Selected text>
-- BEGIN --
Re: # [DISCUSS] : things we need to solve/decide : storage of edit conflicts

Adam Kocoloski Fri, 08 Feb 2019 06:56:41 -0800

Agreed, that’s a good fit and is clearly related to the kinds of work FDB is 
doing with its simulator. If you watch Wil WIlson’s presentations on the topic 
he calls out property-based testing as one isolated example of the broader 
theme that he’s trying to drive here.


Adam 

> On Feb 8, 2019, at 8:56 AM, Paul Davis <[email protected]> wrote:
> 
> Cheers to that Garren!
> 
> Whatever we decide on for the data model I'd like to see a fairly
> extensive property based test suite around it. I almost said for
> anything above chunked based storage but even for that I'd think that
> I'd still want property testing around various keys and tree
> mutations.
> 
> On Fri, Feb 8, 2019 at 12:45 AM Garren Smith <[email protected]> wrote:
>> 
>> Hi Adam,
>> 
>> Thanks for the detailed email. In terms of the data model, that makes a lot
>> of sense.
>> 
>> I’m still playing a bit of catchup on understanding how fdb works, so I
>> can’t comment on the best way to retrieve a document.
>> 
>> From my side, I would like to see our decisions also driven by testing and
>> validating that our data model works. I find the way that fdb was tested
>> and built really impressive. I would love to see us apply some of that to
>> the way we build our CouchDB layer.
-- END --
Task set>
**a.** According to the thread, what kind of test suite does Paul Davis want around whatever data model is chosen?
**b.** Summarize the thread in two sentences.

Data extract>
-- BEGIN --
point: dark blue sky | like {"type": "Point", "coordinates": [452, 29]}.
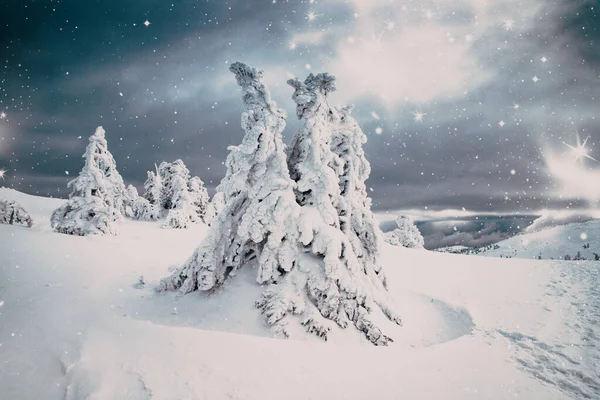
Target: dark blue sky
{"type": "Point", "coordinates": [501, 85]}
-- END --
Worked solutions>
**a.** A fairly extensive property-based test suite.

**b.** Garren Smith wants decisions on the data model to be driven by testing that validates it, and he would like to apply some of the way fdb was tested and built to the CouchDB layer. Paul Davis asks for a fairly extensive property-based test suite around the chosen data model, and Adam Kocoloski agrees that this is a good fit and is clearly related to the work FDB does with its simulator.